**Exercises to complete:**
A - Reproduce the 49ers-Steelers column word for word, everything from "That’s not the" down to "like a funeral.".
B - According to the 49ers-Steelers column, what was the final score of the game?
C - Carry the 49ers-Steelers column forward, beginning right after its last sentence.

**Text provided:**

- - -

Here is a link to my Monday column about the 49ers-Steelers. The full text runs below:

After the Steelers brought down the 49ers 43-18 and humiliated and exposed them, Jim Tomsula took over.

He left the postgame interview room where he had told reporters the Steelers are good and their quarterback Ben Roethlisberger “creates” plays — you don’t say, Jim — and he made his way into the losing locker room. He walked over to linebacker Michael Wilhoite and shook his hand. It was a sincere handshake. Tomsula does sincere well. He smacked Wilhoite on his bare back and moved on.

Tomsula moved around the perimeter of the locker room, from cubicle to cubicle shaking hands with utmost sincerity and smacking backs. Making eye contact. He made eye contact and held it like they teach you in sensitivity training.

Among the players he personally greeted were Bruce Miller, Jarryd Hayne, Anquan Boldin and DeAndrew White. “How’s your body?” Tomsula asked White. White said his body felt good.

Tomsula asked Vernon Davis the body question and he asked Joe Staley, Alex Boone and Jordan Devey. To some players he said, “Thanks for your work.” When he thanked the losing players his voice reached the height of sincerity.

If you looked at Tomsula working the room and didn’t know he’s the head coach, you would have thought he’s the head trainer. All those how-are-your-body questions. Knowing he’s the head coach, you still might have wondered what he was doing.

The message was obvious. He was bonding with his players. Showing he still believes in them. Tomsula the players’ coach par excellence. And maybe he was right to do the handshake and the back slap and the sincere voice. Maybe he was exactly right. His players got their feelings hurt and he wanted to make them feel better.

But, I object to what he did. I really do.

First of all, he did it in public. Made a show of his concern. It was like, “Look at me be a players’ coach.” He would be on the bus with his players in a few minutes and, after that, they’d ride a jet back to California. Tomsula could work the plane aisle by aisle grabbing hands and slapping backs and asking after bodies and thanking players. Why he did his deal publicly is open to interpretation.

That’s not the half of it. Other coaches would have reacted differently. Harder. Meaner. Think about Vince Lombardi, Mike Ditka, Bill Walsh. After that monstrosity against the Steelers, I don’t think they would have worked the losing locker room like a wedding planner.

I never saw Walsh do that. He would have been angry at his players and he would have shown it. After one bad loss in Arizona, he kept the locker room shut a long time and let his players have it. When the media finally walked in, the locker room felt like a funeral.

Not that Walsh was an angry man. But he had standards, a standard of play and a standard of coaching. And after the loss to the Steelers, he would have shown his players and his coaches they had not met the standard. Did not measure up. He was in love with the standard and did not accept substandard.

- - -

[Excerpts of annotation records]
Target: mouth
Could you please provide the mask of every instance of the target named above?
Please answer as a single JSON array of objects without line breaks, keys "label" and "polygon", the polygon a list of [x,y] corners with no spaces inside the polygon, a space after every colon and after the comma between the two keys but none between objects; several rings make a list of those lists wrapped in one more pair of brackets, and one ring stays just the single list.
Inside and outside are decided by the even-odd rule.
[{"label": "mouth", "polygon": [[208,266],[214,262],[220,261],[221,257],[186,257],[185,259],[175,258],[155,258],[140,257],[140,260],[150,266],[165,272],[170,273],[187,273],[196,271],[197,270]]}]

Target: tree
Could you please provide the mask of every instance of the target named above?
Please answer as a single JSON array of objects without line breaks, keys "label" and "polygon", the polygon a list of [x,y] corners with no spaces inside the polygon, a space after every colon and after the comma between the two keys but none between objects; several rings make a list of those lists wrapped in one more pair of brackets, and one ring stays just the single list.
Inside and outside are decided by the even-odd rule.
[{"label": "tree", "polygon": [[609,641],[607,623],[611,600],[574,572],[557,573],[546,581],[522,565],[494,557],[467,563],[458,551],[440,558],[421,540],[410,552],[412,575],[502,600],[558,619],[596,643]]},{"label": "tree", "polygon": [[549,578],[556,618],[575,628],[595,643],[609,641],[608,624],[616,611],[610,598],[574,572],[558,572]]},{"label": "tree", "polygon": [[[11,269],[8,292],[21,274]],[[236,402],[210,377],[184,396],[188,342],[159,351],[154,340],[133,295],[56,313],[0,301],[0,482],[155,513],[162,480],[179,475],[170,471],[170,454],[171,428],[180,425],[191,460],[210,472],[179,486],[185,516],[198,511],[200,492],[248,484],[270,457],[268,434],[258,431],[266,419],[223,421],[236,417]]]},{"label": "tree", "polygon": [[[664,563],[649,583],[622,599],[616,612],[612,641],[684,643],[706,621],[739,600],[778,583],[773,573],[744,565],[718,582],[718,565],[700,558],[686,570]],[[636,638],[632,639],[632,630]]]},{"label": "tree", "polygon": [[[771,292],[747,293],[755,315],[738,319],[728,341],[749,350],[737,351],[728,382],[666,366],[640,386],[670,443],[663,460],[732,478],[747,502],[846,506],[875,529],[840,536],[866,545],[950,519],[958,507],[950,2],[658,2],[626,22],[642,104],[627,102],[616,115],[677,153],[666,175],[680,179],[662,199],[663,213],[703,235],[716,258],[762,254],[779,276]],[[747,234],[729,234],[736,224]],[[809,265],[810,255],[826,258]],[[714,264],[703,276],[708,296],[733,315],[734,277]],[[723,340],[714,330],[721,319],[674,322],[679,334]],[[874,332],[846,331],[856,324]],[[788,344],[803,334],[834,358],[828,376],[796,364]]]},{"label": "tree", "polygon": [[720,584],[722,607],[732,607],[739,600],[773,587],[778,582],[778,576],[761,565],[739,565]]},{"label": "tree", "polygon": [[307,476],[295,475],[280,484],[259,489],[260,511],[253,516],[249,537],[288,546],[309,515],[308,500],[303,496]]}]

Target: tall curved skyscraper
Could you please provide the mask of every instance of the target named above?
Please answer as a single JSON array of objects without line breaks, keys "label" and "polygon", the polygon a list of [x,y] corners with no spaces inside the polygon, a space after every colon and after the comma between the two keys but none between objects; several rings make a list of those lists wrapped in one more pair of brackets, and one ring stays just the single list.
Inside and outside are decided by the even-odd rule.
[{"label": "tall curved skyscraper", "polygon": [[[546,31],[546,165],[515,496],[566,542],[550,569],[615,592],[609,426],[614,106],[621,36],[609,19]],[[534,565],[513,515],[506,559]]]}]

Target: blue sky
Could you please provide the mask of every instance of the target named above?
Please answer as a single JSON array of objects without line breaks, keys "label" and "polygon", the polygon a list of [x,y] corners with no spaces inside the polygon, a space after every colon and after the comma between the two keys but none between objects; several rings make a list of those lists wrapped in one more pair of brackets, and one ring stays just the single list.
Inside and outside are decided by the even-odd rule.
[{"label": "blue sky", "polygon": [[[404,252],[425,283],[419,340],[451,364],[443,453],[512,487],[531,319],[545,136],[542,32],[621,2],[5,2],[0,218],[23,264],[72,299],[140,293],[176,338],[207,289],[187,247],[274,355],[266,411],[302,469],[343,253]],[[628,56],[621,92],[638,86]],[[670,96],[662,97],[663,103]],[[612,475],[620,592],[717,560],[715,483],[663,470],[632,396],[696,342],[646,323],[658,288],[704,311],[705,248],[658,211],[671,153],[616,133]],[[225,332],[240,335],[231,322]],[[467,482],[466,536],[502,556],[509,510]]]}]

- - -

**Answers for the tasks:**
A -
That’s not the half of it. Other coaches would have reacted differently. Harder. Meaner. Think about Vince Lombardi, Mike Ditka, Bill Walsh. After that monstrosity against the Steelers, I don’t think they would have worked the losing locker room like a wedding planner.

I never saw Walsh do that. He would have been angry at his players and he would have shown it. After one bad loss in Arizona, he kept the locker room shut a long time and let his players have it. When the media finally walked in, the locker room felt like a funeral.

B - The Steelers beat the 49ers 43-18.

C -
Although he meant well, Tomsula didn’t act like Lombardi or Ditka or Walsh. Players consider him a players’ coach right now. If the Niners get murdered a few more times, look as dreadful as they looked Sunday, the players will tell each other Tomsula never instilled discipline, did not require enough from them, didn’t know about the standard.

We ask this. Does Tomsula have a winner’s standards? If he does, can he convey them to his team? This loss makes him look bad. He may sugarcoat it for his players. No need to sugarcoat it for him.

Even with a loss in Game 2, Tomsula could have come off better. If the Niners had kept the game close, played some defense, not allowed lightning-fast scores by the Steelers, you could insist the 49ers are a good team. They had a short week. They had to fly across the country. But they played tough and well, and they are a team to admire.

Do you admire them now? The opening-game win against Minnesota feels like an illusion. The league learned about the 49ers from Game 1. Stop Carlos Hyde and you stop the offense. Rough up the 49ers. They don’t like it. The Steelers drove out of the game Hyde, Vance McDonald and Blake Bell. Sunday’s game wasn’t just a game. It was a gang fight. The Niners lost that, too.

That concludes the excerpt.